§ Given instruction: Print the Middletown school budget post below word for word.

— Begin Source text —

Wednesday, May 19, 2010

Middletown school officials unhappy with $2.1 million budget cut

It will be interesting to see what action the school board takes when it votes on the adoption of the new school budget on May 26th. Will they accept the recommendations made by Gerry Scharfenberger and the Township Committee or will they look at other areas in the budget to cut the $2.1M from? Either way the prospects don't sound good for the school system.

From the Asbury Park Press -

MIDDLETOWN — Eliminating vice principal positions would jeopardize safety and the ability to implement state mandates, Schools Superintendent Karen Bilbao said she told township officials recently as they discussed prospective cuts to the district's tax levy.

The Township Committee recommended eliminating two vice principal positions as part of its order Monday to cut nearly $2.1 million from a proposed $123.8 million tax levy that voters rejected last month.

Other recommended cuts are the jobs of one of the district's two assistant business administrators, a night foreman and a public relations official.

The committee voted 4-0 Monday night to order the tax levy cut. Township Committeewoman Pamela Brightbill was absent.

Under the reduction, school property taxes would increase by 1.7 percent instead of 3.9 percent, Township Administrator Anthony Mercantante said. The school tax rate would increase by 2.3 cents instead of 4.2 cents per $100 of assessed value, he said.

"This is really going to impact the quality of education in the district," Board of Education Vice President Dan Skelton said Tuesday. "I don't know how we are going to continue."

The final cuts contained several suggestions made by the district, Bilbao said, including an $803,878 adjustment to the health insurance plan appropriation, a savings of $465,829 by refinancing a bond and a $150,000 reduction in nursing services costs.

But the suggested administrative salary cuts — a vice principal from each high school at a savings of $130,000 annually each, a $126,000-a-year director position and a $91,000-a-year assistant business administrator position — came as a surprise to her, Bilbao said.

High School North has six assistant principals and a principal while High School South has five assistant principals and a principal. During the 2007-08 school year, High School North had 1,651 students while High School South had 1,451 students, according to the National Center for Education Statistics website.

Appeal not likely

The board will meet in a special closed session later this week to discuss the additional cuts, said Bilbao, who anticipates a vote on the final budget during a May 26 meeting.

— End Source text —
— Begin Data extract —

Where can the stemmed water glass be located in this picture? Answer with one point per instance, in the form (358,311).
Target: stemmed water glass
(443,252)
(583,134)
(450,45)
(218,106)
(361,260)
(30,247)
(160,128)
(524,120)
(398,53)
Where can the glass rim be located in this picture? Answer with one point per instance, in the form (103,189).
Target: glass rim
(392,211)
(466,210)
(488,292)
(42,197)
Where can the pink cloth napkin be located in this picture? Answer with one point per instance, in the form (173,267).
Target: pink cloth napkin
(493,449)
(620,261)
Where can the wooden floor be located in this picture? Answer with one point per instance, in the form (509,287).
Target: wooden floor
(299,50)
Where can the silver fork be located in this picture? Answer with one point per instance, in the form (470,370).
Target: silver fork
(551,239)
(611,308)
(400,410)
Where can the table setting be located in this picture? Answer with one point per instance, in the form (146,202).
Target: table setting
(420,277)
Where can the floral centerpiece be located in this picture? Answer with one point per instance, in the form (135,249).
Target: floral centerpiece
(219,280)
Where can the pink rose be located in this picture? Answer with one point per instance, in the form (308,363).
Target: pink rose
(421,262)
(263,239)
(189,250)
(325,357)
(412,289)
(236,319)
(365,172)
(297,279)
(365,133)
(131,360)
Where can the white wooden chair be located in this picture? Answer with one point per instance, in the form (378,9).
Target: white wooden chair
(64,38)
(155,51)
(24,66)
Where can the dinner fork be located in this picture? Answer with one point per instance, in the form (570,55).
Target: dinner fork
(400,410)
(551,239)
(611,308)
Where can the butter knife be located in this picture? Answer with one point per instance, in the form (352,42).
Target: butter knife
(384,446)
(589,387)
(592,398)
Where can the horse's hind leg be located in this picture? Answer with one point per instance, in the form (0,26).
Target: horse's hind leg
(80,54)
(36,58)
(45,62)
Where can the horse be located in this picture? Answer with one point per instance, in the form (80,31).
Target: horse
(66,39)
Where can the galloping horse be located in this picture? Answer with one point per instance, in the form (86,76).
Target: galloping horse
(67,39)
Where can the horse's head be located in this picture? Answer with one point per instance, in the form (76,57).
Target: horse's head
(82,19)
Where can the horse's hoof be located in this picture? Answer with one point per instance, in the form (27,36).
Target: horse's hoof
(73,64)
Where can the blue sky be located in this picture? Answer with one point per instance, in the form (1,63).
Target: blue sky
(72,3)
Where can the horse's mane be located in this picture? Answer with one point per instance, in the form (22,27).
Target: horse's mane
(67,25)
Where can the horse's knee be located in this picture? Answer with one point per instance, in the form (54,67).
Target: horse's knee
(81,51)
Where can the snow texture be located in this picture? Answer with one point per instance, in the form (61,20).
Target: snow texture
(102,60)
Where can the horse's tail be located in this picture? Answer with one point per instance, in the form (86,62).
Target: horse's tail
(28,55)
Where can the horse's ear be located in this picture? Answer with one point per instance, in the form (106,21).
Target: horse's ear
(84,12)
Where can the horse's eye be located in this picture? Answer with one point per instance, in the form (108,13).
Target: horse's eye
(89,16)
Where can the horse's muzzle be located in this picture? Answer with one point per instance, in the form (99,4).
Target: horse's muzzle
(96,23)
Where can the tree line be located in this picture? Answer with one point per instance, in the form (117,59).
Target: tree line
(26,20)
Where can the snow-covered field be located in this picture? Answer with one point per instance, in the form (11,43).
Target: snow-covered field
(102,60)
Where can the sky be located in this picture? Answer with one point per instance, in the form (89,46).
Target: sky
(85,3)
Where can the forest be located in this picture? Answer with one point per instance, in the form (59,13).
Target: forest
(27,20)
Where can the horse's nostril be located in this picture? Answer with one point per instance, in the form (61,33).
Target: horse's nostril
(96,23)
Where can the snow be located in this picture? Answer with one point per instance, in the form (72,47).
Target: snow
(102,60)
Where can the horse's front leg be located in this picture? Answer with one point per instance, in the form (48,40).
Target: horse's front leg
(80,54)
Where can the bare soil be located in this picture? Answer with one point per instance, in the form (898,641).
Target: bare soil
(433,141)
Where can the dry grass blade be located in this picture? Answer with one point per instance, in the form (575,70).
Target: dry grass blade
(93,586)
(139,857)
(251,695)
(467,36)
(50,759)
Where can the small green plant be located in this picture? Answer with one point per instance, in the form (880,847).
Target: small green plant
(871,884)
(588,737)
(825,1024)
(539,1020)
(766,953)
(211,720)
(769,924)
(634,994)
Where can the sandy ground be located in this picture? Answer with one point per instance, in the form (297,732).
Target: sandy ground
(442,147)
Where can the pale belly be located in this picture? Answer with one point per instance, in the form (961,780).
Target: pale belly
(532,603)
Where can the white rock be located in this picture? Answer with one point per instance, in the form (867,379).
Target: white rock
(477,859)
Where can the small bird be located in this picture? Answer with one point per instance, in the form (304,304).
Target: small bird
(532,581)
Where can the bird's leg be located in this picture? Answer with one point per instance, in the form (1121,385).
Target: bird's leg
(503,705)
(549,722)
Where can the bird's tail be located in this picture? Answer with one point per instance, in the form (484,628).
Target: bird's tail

— End Data extract —

§ Full response:
Wednesday, May 19, 2010

Middletown school officials unhappy with $2.1 million budget cut

It will be interesting to see what action the school board takes when it votes on the adoption of the new school budget on May 26th. Will they accept the recommendations made by Gerry Scharfenberger and the Township Committee or will they look at other areas in the budget to cut the $2.1M from? Either way the prospects don't sound good for the school system.

From the Asbury Park Press -

MIDDLETOWN — Eliminating vice principal positions would jeopardize safety and the ability to implement state mandates, Schools Superintendent Karen Bilbao said she told township officials recently as they discussed prospective cuts to the district's tax levy.

The Township Committee recommended eliminating two vice principal positions as part of its order Monday to cut nearly $2.1 million from a proposed $123.8 million tax levy that voters rejected last month.

Other recommended cuts are the jobs of one of the district's two assistant business administrators, a night foreman and a public relations official.

The committee voted 4-0 Monday night to order the tax levy cut. Township Committeewoman Pamela Brightbill was absent.

Under the reduction, school property taxes would increase by 1.7 percent instead of 3.9 percent, Township Administrator Anthony Mercantante said. The school tax rate would increase by 2.3 cents instead of 4.2 cents per $100 of assessed value, he said.

"This is really going to impact the quality of education in the district," Board of Education Vice President Dan Skelton said Tuesday. "I don't know how we are going to continue."

The final cuts contained several suggestions made by the district, Bilbao said, including an $803,878 adjustment to the health insurance plan appropriation, a savings of $465,829 by refinancing a bond and a $150,000 reduction in nursing services costs.

But the suggested administrative salary cuts — a vice principal from each high school at a savings of $130,000 annually each, a $126,000-a-year director position and a $91,000-a-year assistant business administrator position — came as a surprise to her, Bilbao said.

High School North has six assistant principals and a principal while High School South has five assistant principals and a principal. During the 2007-08 school year, High School North had 1,651 students while High School South had 1,451 students, according to the National Center for Education Statistics website.

Appeal not likely

The board will meet in a special closed session later this week to discuss the additional cuts, said Bilbao, who anticipates a vote on the final budget during a May 26 meeting.